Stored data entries
BEGIN
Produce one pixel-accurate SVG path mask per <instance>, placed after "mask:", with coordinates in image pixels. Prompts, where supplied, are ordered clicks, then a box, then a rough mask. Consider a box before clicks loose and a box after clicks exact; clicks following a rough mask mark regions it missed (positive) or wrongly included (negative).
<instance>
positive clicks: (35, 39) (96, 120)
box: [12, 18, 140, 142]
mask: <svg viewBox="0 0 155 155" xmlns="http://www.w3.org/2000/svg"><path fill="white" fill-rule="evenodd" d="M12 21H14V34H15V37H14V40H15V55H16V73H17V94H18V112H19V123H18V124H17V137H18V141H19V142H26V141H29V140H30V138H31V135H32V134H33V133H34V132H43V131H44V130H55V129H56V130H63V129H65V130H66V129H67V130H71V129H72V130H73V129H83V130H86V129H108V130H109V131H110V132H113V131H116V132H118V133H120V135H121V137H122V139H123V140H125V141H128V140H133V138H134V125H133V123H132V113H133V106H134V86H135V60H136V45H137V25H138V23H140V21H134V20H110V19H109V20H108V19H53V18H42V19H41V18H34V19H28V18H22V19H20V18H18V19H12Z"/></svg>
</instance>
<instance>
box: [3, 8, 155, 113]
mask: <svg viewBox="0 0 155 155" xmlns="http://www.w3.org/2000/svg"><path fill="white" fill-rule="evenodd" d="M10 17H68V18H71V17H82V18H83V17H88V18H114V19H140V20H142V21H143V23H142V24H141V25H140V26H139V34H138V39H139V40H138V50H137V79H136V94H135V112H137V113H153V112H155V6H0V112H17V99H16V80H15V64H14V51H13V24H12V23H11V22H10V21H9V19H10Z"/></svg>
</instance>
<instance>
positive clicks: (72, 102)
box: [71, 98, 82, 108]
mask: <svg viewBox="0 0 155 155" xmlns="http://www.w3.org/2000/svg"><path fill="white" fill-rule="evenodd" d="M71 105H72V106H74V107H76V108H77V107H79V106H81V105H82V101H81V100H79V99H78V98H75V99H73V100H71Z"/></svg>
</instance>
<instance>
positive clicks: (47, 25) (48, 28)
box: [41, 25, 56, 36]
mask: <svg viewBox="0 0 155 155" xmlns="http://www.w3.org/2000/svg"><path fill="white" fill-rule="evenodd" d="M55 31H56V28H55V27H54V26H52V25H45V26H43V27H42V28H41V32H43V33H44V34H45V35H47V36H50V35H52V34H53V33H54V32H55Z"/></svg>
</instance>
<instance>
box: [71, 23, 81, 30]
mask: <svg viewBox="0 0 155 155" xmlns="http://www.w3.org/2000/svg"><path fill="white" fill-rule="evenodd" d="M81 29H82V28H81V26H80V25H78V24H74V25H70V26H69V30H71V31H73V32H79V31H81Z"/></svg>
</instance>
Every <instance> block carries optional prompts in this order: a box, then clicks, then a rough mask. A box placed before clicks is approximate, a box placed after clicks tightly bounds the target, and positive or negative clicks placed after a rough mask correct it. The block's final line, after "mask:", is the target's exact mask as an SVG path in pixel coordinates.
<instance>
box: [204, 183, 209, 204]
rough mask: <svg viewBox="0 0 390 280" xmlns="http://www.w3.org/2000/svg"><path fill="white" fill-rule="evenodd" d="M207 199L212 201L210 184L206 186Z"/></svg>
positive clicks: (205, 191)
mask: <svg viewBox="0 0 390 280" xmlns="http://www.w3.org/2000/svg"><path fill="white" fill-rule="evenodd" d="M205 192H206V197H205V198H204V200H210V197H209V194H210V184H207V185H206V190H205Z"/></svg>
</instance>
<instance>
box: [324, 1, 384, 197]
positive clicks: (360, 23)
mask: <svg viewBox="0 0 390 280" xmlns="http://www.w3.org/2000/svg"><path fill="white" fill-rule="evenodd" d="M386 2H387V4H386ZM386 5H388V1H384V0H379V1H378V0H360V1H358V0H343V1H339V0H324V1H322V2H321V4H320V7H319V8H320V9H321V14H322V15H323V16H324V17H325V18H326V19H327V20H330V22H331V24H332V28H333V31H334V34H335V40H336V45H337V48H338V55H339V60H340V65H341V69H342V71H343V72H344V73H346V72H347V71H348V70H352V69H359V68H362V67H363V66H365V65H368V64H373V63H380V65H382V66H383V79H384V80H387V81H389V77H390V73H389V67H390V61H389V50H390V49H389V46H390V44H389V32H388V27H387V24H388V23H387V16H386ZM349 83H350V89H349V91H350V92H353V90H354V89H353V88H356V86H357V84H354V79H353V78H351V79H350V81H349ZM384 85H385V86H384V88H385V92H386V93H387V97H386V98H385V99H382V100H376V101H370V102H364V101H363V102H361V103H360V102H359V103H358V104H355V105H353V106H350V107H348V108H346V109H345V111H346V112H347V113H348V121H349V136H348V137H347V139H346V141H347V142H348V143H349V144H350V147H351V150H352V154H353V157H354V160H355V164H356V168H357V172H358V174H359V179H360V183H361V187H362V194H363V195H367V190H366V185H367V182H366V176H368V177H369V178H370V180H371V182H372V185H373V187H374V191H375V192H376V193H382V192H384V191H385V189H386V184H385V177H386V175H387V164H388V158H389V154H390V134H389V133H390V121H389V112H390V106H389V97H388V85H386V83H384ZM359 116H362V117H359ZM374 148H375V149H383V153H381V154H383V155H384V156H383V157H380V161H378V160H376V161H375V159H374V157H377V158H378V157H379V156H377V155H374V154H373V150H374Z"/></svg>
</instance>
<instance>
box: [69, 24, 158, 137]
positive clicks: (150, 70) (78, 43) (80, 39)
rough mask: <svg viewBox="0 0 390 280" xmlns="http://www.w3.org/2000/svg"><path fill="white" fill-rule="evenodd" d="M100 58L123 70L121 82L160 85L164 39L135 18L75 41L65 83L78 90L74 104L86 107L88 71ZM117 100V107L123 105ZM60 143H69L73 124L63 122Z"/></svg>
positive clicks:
END
> **Work instructions**
Repeat every record, exactly as written.

> **Output of the exercise**
Produce one pixel-accurate SVG path mask per <instance>, placed after "mask:", with coordinates in image pixels. Prompts, where supplied, are ordered clicks, then a box, then a rough mask. Consider a box before clicks loose and a box after clicks exact; clicks following a rough mask mark regions it missed (positive) or wrongly included (negative).
<instance>
positive clicks: (35, 39) (96, 120)
box: [12, 18, 140, 142]
mask: <svg viewBox="0 0 155 155" xmlns="http://www.w3.org/2000/svg"><path fill="white" fill-rule="evenodd" d="M12 21H14V34H15V37H14V40H15V55H16V73H17V94H18V112H19V123H18V124H17V137H18V141H19V142H26V141H29V140H30V138H31V135H32V134H33V133H34V132H43V131H44V130H55V129H56V130H63V129H65V130H66V129H67V130H71V129H72V130H73V129H83V130H86V129H108V130H109V131H110V132H113V131H116V132H118V133H120V135H121V137H122V139H123V140H125V141H128V140H133V138H134V125H133V123H132V113H133V106H134V86H135V60H136V45H137V25H138V23H140V21H134V20H110V19H109V20H108V19H53V18H42V19H41V18H34V19H28V18H22V19H20V18H18V19H12Z"/></svg>
</instance>
<instance>
box: [3, 8, 155, 113]
mask: <svg viewBox="0 0 155 155" xmlns="http://www.w3.org/2000/svg"><path fill="white" fill-rule="evenodd" d="M10 17H68V18H71V17H82V18H83V17H88V18H114V19H140V20H142V21H143V23H142V24H141V25H140V26H139V34H138V39H139V40H138V50H137V79H136V94H135V112H137V113H153V112H155V6H0V112H17V99H16V80H15V64H14V51H13V24H12V23H11V22H10V21H9V19H10Z"/></svg>
</instance>
<instance>
positive clicks: (72, 102)
box: [71, 98, 82, 108]
mask: <svg viewBox="0 0 155 155" xmlns="http://www.w3.org/2000/svg"><path fill="white" fill-rule="evenodd" d="M71 105H72V106H74V107H76V108H77V107H79V106H81V105H82V101H81V100H79V99H78V98H75V99H73V100H71Z"/></svg>
</instance>
<instance>
positive clicks: (47, 25) (48, 28)
box: [41, 25, 56, 36]
mask: <svg viewBox="0 0 155 155" xmlns="http://www.w3.org/2000/svg"><path fill="white" fill-rule="evenodd" d="M55 31H56V28H55V27H54V26H52V25H45V26H43V27H42V28H41V32H43V33H44V34H45V35H47V36H50V35H52V34H53V33H54V32H55Z"/></svg>
</instance>
<instance>
box: [71, 23, 81, 30]
mask: <svg viewBox="0 0 155 155" xmlns="http://www.w3.org/2000/svg"><path fill="white" fill-rule="evenodd" d="M81 29H82V28H81V26H80V25H78V24H74V25H70V26H69V30H71V31H73V32H79V31H81Z"/></svg>
</instance>
Every <instance> block carries optional prompts in this order: a box, then clicks, then a rough mask. A box placed before clicks is approximate, a box placed after clicks tightly bounds the target, and positive or negative clicks placed after a rough mask correct it. The block's final line, after "mask:", is the target's exact mask as an SVG path in pixel coordinates.
<instance>
box: [204, 183, 209, 204]
rough mask: <svg viewBox="0 0 390 280" xmlns="http://www.w3.org/2000/svg"><path fill="white" fill-rule="evenodd" d="M207 199L212 201L210 184L206 186Z"/></svg>
positive clicks: (205, 191)
mask: <svg viewBox="0 0 390 280" xmlns="http://www.w3.org/2000/svg"><path fill="white" fill-rule="evenodd" d="M205 192H206V197H205V198H204V200H210V197H209V194H210V184H207V185H206V190H205Z"/></svg>
</instance>
<instance>
box: [324, 1, 384, 197]
positive clicks: (360, 23)
mask: <svg viewBox="0 0 390 280" xmlns="http://www.w3.org/2000/svg"><path fill="white" fill-rule="evenodd" d="M386 2H387V4H386ZM386 5H388V1H384V0H379V1H378V0H360V1H358V0H343V1H339V0H324V1H322V2H321V4H320V7H319V8H320V9H321V14H322V15H323V16H324V17H325V18H326V19H327V20H330V22H331V24H332V28H333V31H334V34H335V40H336V45H337V48H338V55H339V60H340V65H341V69H342V71H343V72H344V73H346V72H347V71H348V70H352V69H359V68H362V67H363V66H365V65H368V64H373V63H380V65H382V66H383V79H384V80H387V81H389V77H390V73H389V67H390V61H389V50H390V49H389V46H390V44H389V32H388V27H387V24H388V23H387V16H386ZM349 83H350V89H349V91H350V92H353V90H354V89H353V88H356V86H357V84H354V79H353V78H351V79H350V81H349ZM384 85H385V86H384V88H385V92H386V93H387V97H386V98H385V99H382V100H376V101H370V102H364V101H363V102H361V103H360V102H359V103H358V104H355V105H353V106H350V107H348V108H346V109H345V111H346V112H347V113H348V121H349V136H348V137H347V139H346V141H347V142H348V143H349V144H350V147H351V150H352V154H353V157H354V160H355V164H356V168H357V172H358V174H359V179H360V183H361V187H362V194H363V195H367V190H366V185H367V182H366V176H368V177H369V178H370V180H371V182H372V185H373V187H374V191H375V192H376V193H382V192H384V191H385V189H386V184H385V177H386V175H387V164H388V158H389V154H390V134H389V133H390V121H389V112H390V106H389V97H388V85H386V83H384ZM359 116H362V117H359ZM374 148H375V149H383V153H381V154H383V155H384V156H383V157H380V161H378V160H376V161H375V159H374V157H377V158H378V157H379V156H377V155H374V154H373V150H374Z"/></svg>
</instance>
<instance>
box: [69, 24, 158, 137]
positive clicks: (150, 70) (78, 43) (80, 39)
rough mask: <svg viewBox="0 0 390 280" xmlns="http://www.w3.org/2000/svg"><path fill="white" fill-rule="evenodd" d="M100 58L123 70L121 82L160 85L164 39L135 18L75 41L65 83L78 90L74 104L86 107L88 71ZM117 100V107L123 105ZM60 143H69L73 124L63 122Z"/></svg>
positive clicks:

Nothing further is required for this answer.